**Directions for this task**
The lines to be copied are those below that contain "roof".

**Source information**

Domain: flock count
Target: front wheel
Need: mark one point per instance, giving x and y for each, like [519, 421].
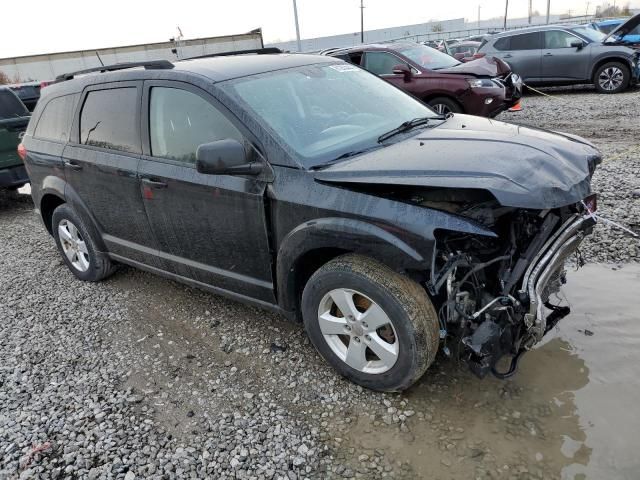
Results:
[612, 77]
[79, 250]
[374, 326]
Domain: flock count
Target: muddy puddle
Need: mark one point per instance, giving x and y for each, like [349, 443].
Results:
[571, 412]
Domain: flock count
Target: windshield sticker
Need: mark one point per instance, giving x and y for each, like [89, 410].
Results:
[345, 68]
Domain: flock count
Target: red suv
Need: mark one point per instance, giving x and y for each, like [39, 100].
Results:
[484, 87]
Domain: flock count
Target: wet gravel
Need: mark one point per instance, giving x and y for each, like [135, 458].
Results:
[140, 377]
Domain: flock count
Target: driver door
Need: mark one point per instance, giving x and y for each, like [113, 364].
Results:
[209, 228]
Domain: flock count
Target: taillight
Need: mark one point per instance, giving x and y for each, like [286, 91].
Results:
[22, 152]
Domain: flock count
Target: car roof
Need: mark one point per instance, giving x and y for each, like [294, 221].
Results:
[377, 46]
[541, 28]
[224, 68]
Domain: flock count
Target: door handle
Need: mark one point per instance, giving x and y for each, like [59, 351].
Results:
[72, 165]
[153, 183]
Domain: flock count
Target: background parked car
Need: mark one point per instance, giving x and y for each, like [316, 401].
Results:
[484, 87]
[14, 118]
[620, 31]
[464, 51]
[564, 55]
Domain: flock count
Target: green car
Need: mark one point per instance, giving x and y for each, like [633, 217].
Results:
[14, 118]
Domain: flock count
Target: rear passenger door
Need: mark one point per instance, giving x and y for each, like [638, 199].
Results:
[210, 228]
[523, 52]
[101, 163]
[561, 61]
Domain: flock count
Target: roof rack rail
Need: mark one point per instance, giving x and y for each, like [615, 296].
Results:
[152, 65]
[257, 51]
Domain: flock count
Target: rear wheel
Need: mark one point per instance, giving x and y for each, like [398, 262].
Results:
[444, 105]
[374, 326]
[77, 246]
[612, 77]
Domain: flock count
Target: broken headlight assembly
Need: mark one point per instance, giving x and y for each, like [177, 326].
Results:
[496, 295]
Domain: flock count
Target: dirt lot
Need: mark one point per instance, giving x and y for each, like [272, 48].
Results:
[140, 377]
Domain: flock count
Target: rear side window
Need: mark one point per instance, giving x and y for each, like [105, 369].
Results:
[558, 39]
[55, 121]
[380, 63]
[526, 41]
[502, 43]
[180, 121]
[11, 106]
[108, 119]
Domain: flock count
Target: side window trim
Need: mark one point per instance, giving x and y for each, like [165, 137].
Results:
[74, 138]
[400, 61]
[145, 120]
[544, 43]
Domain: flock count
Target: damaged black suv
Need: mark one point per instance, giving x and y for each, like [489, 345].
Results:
[278, 180]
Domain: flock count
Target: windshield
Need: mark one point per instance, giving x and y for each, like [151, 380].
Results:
[428, 57]
[325, 111]
[590, 33]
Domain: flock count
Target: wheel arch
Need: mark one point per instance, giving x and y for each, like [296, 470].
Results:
[625, 61]
[314, 243]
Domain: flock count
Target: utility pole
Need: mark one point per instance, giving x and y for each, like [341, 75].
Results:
[361, 21]
[295, 15]
[506, 10]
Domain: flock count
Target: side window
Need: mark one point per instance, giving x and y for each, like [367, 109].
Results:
[502, 44]
[380, 63]
[55, 121]
[526, 41]
[558, 39]
[108, 120]
[180, 121]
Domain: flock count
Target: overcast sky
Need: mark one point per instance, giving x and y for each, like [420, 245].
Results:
[53, 26]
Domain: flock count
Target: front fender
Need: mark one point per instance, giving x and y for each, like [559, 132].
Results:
[341, 234]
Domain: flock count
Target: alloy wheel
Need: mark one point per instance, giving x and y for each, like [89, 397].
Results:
[73, 245]
[611, 78]
[358, 331]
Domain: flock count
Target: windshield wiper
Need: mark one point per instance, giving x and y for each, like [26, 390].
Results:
[406, 126]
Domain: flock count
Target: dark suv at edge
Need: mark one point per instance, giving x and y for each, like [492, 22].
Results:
[276, 180]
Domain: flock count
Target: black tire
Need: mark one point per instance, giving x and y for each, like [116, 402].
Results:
[444, 105]
[608, 70]
[99, 264]
[414, 319]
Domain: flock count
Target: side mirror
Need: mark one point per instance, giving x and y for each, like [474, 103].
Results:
[225, 157]
[403, 70]
[579, 44]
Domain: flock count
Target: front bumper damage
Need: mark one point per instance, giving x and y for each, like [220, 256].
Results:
[483, 330]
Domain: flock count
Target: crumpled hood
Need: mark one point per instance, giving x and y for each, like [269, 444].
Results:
[481, 67]
[521, 167]
[624, 28]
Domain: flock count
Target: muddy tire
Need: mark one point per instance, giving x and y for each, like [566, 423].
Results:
[77, 247]
[374, 326]
[444, 105]
[612, 77]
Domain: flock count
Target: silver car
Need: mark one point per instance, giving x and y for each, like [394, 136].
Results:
[565, 55]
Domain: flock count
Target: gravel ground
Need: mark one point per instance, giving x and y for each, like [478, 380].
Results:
[140, 377]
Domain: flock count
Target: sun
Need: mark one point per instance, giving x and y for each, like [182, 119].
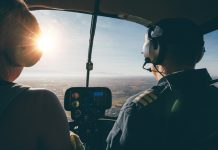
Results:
[46, 41]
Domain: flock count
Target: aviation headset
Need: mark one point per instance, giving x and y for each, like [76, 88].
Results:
[154, 48]
[18, 55]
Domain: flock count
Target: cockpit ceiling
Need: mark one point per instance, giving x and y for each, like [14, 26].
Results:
[202, 12]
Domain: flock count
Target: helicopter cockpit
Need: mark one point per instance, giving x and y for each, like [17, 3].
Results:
[92, 59]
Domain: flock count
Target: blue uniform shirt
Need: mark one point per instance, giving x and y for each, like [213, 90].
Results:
[159, 118]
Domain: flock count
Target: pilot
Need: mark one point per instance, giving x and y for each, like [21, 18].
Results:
[180, 112]
[30, 119]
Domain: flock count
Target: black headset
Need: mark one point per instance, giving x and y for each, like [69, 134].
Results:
[154, 48]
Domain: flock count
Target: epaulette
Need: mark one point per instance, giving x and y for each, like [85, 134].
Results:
[146, 98]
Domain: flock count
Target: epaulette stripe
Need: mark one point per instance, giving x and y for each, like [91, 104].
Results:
[148, 99]
[143, 102]
[153, 96]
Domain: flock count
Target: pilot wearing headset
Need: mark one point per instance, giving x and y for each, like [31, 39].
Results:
[180, 112]
[30, 119]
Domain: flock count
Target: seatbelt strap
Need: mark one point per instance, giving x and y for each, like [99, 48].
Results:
[8, 92]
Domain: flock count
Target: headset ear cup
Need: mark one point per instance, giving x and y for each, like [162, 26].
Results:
[200, 56]
[154, 50]
[23, 57]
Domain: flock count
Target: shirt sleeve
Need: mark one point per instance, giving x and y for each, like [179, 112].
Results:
[123, 134]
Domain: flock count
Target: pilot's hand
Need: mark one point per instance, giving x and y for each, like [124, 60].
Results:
[76, 142]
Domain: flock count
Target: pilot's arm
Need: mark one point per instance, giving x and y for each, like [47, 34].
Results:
[123, 135]
[134, 128]
[55, 133]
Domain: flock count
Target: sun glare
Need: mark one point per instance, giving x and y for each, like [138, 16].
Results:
[47, 41]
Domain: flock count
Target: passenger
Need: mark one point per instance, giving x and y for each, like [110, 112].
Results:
[180, 112]
[30, 119]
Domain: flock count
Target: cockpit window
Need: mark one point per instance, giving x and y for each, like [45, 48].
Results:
[210, 59]
[116, 56]
[118, 60]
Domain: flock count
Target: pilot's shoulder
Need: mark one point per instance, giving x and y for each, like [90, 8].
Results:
[146, 97]
[39, 94]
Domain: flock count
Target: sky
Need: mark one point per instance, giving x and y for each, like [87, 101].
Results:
[116, 50]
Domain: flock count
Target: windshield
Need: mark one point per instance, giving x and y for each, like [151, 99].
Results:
[117, 56]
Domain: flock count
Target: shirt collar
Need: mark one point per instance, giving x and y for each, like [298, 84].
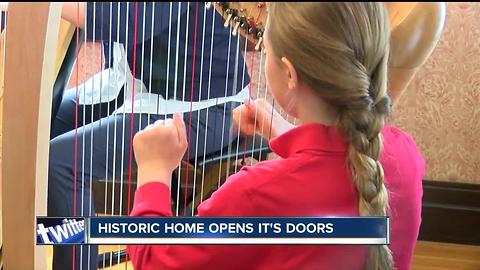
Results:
[316, 137]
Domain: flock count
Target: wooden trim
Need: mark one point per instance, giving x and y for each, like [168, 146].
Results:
[450, 212]
[32, 32]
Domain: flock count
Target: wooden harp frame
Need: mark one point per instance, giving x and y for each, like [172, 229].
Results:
[29, 76]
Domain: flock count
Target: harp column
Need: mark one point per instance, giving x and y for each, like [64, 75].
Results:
[32, 32]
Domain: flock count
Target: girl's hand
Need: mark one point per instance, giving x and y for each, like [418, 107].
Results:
[159, 148]
[256, 117]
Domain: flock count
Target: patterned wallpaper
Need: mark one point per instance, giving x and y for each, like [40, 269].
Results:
[441, 107]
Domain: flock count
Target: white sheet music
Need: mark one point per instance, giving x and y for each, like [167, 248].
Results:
[100, 89]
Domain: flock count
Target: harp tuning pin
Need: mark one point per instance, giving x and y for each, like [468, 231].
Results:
[237, 24]
[259, 44]
[260, 40]
[229, 18]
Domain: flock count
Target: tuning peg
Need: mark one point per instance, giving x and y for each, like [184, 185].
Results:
[259, 44]
[237, 24]
[229, 18]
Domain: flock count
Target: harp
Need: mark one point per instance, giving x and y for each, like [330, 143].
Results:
[27, 110]
[29, 73]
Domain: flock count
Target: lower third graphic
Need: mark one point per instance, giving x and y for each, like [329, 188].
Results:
[52, 231]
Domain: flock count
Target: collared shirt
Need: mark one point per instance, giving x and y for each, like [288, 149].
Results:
[310, 178]
[167, 69]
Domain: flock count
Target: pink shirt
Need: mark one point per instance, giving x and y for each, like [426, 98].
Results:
[311, 178]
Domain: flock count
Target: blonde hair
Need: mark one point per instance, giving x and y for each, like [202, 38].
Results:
[341, 51]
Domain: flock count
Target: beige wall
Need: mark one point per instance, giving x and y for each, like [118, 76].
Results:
[441, 108]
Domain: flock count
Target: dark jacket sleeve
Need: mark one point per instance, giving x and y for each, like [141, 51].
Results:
[111, 21]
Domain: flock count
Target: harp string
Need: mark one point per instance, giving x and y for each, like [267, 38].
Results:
[223, 121]
[249, 98]
[108, 111]
[75, 161]
[191, 102]
[263, 126]
[184, 81]
[151, 59]
[133, 99]
[235, 80]
[198, 112]
[259, 82]
[208, 97]
[240, 117]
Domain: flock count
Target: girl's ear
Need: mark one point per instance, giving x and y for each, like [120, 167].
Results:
[292, 76]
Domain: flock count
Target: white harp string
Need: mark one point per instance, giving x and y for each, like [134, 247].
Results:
[208, 97]
[198, 112]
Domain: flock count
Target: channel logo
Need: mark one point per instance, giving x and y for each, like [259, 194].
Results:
[63, 230]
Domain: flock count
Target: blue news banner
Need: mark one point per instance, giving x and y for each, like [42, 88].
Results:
[213, 230]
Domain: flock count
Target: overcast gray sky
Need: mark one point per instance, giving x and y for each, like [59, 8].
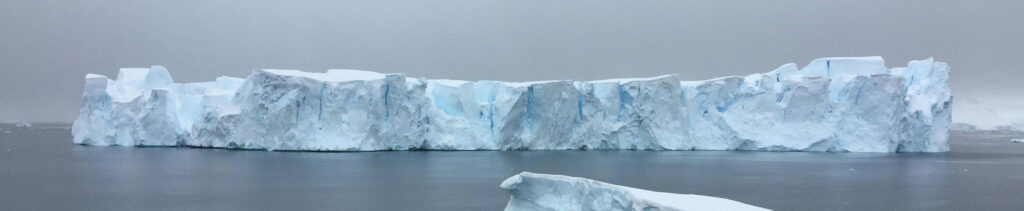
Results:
[46, 47]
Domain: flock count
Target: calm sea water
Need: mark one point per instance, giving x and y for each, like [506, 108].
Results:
[40, 169]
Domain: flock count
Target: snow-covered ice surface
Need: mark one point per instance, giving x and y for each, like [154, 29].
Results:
[833, 104]
[547, 192]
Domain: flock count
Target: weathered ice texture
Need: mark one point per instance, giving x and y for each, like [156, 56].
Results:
[833, 104]
[547, 192]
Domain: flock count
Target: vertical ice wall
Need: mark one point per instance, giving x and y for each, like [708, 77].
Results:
[834, 104]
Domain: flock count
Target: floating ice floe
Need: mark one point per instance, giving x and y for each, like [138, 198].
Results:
[833, 104]
[547, 192]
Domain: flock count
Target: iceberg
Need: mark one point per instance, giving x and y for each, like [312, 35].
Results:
[547, 192]
[833, 104]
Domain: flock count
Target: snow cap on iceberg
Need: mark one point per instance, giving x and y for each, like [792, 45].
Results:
[549, 192]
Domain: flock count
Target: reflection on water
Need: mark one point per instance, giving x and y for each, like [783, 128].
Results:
[41, 169]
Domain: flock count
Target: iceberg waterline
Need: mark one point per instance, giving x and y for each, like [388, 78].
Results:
[833, 104]
[549, 192]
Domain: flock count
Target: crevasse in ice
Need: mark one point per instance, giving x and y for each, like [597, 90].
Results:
[832, 104]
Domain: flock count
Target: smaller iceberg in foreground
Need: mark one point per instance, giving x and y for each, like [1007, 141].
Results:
[548, 192]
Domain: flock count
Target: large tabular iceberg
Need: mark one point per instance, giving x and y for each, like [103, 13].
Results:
[833, 104]
[546, 192]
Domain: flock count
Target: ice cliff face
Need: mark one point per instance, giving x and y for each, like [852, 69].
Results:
[547, 192]
[833, 104]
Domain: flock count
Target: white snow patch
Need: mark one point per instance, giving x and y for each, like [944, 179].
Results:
[548, 192]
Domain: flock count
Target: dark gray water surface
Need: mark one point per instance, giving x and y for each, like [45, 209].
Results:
[40, 169]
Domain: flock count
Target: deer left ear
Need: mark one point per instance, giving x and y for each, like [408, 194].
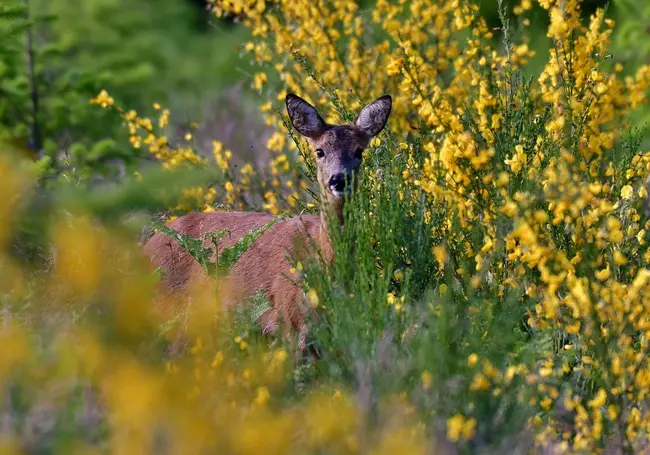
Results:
[305, 117]
[372, 118]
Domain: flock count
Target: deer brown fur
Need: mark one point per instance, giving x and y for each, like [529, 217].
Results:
[266, 265]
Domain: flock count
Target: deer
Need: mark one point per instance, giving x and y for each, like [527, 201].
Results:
[266, 266]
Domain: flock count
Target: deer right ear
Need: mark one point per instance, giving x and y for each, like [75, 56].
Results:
[304, 117]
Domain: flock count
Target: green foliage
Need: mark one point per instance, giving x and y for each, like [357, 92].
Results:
[224, 258]
[55, 56]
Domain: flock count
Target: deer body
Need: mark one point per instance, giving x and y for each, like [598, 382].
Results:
[266, 265]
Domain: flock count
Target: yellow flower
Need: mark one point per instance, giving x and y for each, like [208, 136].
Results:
[312, 296]
[427, 379]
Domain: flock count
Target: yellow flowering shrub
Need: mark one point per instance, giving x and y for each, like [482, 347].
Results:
[491, 282]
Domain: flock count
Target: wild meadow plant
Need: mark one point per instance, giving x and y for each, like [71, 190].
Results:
[490, 292]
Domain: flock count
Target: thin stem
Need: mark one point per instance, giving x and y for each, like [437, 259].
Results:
[33, 88]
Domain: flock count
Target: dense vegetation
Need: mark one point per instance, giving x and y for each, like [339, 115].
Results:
[496, 298]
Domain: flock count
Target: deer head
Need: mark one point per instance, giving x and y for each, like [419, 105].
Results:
[338, 149]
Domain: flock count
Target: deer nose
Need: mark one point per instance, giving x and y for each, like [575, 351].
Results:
[337, 183]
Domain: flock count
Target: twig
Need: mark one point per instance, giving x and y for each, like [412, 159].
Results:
[36, 144]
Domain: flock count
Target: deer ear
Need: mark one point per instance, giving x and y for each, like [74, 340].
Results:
[305, 117]
[372, 118]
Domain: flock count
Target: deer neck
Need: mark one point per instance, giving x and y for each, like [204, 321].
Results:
[324, 240]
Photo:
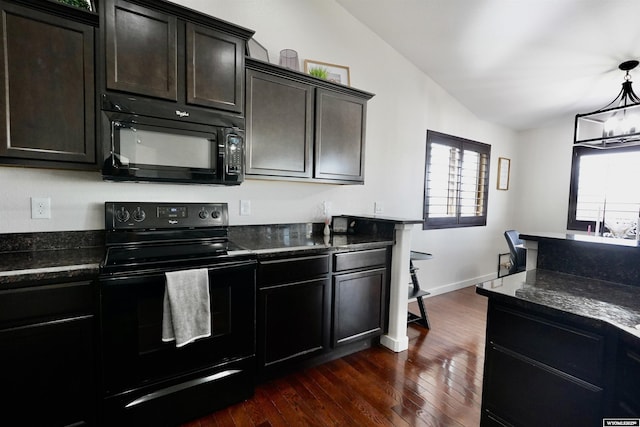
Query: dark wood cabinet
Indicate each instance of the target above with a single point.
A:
(47, 90)
(340, 136)
(158, 50)
(215, 69)
(518, 387)
(280, 126)
(46, 336)
(360, 288)
(293, 310)
(141, 50)
(627, 398)
(303, 128)
(533, 361)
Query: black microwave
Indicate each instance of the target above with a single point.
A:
(144, 148)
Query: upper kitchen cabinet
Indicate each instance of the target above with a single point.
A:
(160, 50)
(303, 128)
(280, 126)
(47, 90)
(141, 50)
(340, 132)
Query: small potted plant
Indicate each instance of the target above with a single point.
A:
(82, 4)
(319, 72)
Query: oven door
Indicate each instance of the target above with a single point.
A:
(133, 353)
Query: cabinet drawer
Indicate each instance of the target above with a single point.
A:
(517, 390)
(45, 302)
(287, 270)
(569, 349)
(360, 259)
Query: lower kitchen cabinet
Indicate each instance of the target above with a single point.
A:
(293, 310)
(47, 371)
(534, 362)
(315, 308)
(359, 295)
(627, 398)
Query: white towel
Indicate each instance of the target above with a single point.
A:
(186, 312)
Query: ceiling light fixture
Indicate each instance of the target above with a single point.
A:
(615, 125)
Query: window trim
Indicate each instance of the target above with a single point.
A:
(578, 152)
(456, 221)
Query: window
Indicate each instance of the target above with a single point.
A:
(604, 184)
(456, 189)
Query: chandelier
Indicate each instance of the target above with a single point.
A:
(615, 125)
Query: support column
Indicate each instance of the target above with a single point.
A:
(397, 339)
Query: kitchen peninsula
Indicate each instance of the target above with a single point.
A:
(563, 338)
(340, 285)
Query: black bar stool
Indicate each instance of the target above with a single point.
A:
(416, 292)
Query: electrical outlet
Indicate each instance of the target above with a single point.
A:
(245, 207)
(326, 209)
(41, 208)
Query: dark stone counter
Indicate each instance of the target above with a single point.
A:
(603, 258)
(286, 239)
(591, 299)
(30, 258)
(27, 259)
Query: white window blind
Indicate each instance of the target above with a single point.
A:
(608, 187)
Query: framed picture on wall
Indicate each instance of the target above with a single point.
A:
(334, 73)
(504, 170)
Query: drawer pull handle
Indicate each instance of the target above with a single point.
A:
(182, 386)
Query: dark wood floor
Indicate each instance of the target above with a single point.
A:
(437, 382)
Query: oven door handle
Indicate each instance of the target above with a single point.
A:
(175, 388)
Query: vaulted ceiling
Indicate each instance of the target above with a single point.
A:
(517, 63)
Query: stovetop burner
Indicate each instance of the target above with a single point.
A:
(148, 234)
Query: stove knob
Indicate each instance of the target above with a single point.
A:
(139, 215)
(122, 215)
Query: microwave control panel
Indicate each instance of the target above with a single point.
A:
(234, 154)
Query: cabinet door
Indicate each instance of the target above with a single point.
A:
(47, 90)
(293, 321)
(627, 400)
(215, 65)
(358, 305)
(47, 373)
(141, 50)
(339, 136)
(279, 126)
(517, 390)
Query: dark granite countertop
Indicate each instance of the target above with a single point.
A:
(591, 299)
(30, 267)
(27, 259)
(283, 239)
(581, 238)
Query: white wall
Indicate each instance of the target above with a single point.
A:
(543, 179)
(407, 103)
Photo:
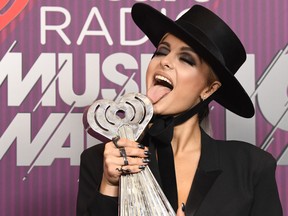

**Exercise result**
Target: car roof
Target: roof rack rail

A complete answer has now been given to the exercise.